Tom shook his head, “No, you’re usually pretty cheery -” he paused – “You’re always cheery. But tonight you’re super cheery.”
I was indeed cheery that night – we were having a pizza date in the East Village – and the night before. For two days a certain peace had washed over me – I had, I thought, accepted things that I was either to accept or reject.
I was cheery too, yesterday, when we, along with two friends, drove an hour to the New Jersey countryside to do east coast fall things: a brisk hike through a crisp, golden forest, a small lunch of cider hotdogs and doughnuts, and a corn maze through which we entered and hours later – chilled, exhausted but triumphant – emerged.
Some days, when outings are planned and the weather is fine and there is nothing to do really, but move your legs and breathe the air and listen and add to the chatter, it is easy to be cheery. But by the day’s end, you are tired and one misinterpreted word from your lover’s mouth can push your fatigue into a darker mood.
I over think things. I know this. But by now, at the age of twenty-eight and having gone through what I think, what I hope, are similar times, I should know now how to tell the difference between my mood in a time of change and uncertainty versus my general temperament. I wonder if it’s something physiological. Some chemistry I don’t quite understand but which I try to temper by taking fish oils and Vitamin C and making sure I get enough sun on my face and skin and eyes… But nothing. In short, I should know the answer to, “Is this how I am?” or “Is this how I am right now?”

☆ ☆ ☆ ☆ ☆ ☆ ☆

Tasks to perform:
1 - List the east coast fall activities that the passage about cheerfulness says the group did in the New Jersey countryside.
2 - Continue the passage about cheerfulness, picking up right after its final sentence.
The rows after this passage come from a separate source and are unrelated to it.

☆ ☆ ☆ ☆ ☆ ☆ ☆

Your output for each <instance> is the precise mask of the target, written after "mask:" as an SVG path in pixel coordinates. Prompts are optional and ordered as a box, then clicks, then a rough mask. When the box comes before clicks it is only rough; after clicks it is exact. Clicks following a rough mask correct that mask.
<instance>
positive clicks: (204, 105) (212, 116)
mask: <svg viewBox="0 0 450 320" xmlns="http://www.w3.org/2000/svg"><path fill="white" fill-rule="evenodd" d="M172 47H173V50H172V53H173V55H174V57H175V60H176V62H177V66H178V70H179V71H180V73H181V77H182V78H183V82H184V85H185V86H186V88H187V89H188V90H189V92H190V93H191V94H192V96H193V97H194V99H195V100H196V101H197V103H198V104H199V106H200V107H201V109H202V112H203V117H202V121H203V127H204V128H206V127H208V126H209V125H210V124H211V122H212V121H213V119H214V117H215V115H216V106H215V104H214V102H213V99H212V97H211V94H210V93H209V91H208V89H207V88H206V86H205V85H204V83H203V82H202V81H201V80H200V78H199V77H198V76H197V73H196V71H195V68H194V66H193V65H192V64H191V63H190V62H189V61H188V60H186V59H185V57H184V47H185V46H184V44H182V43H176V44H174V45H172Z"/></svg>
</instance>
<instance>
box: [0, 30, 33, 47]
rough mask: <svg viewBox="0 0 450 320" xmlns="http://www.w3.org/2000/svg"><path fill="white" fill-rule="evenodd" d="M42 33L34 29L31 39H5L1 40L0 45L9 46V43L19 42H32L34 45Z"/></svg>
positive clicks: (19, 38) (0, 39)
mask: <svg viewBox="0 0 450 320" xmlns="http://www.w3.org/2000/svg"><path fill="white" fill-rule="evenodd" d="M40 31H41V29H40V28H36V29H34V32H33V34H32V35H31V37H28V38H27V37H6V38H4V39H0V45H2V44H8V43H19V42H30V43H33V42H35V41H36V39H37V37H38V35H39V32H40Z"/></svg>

☆ ☆ ☆ ☆ ☆ ☆ ☆

Results in order:
1 -
- A brisk hike through a crisp, golden forest
- A small lunch of cider hotdogs and doughnuts
- A corn maze

2 -
This morning I struggled for the answer while zoning out in lecture. I thought about the diaries I’d written when I was younger and when, I assume, I was “happier.” Happier in that I didn’t think so much, didn’t plague myself with thoughts about the future, which won’t reveal itself anyway, not it’s full face and shape, until it arrives. I looked forward to things most children looked forward to: the weekends, or more specifically, the hours after Chinese school. I relished warm Thursday afternoons in early summer, when I’d finished my homework and there was nothing left to do but climb the tree outside my window, then swim, and eat dinner. Maybe, if my mother allowed, I would watch some television. I counted down the days to winter break ski holidays with my cousins, and Christmas and Thanksgiving and Halloween! I’d anticipate the end of the year at the start of fall, and allow my excitement to build backwards.
When I was sixteen a particularly nasty mood hit me – a petulant, tyrannical dark cloud that screamed, “out with the old Betty and in with the new!” – because back then, I used diaries as an attempt to reinvent myself, to just myself – and I threw those diaries away.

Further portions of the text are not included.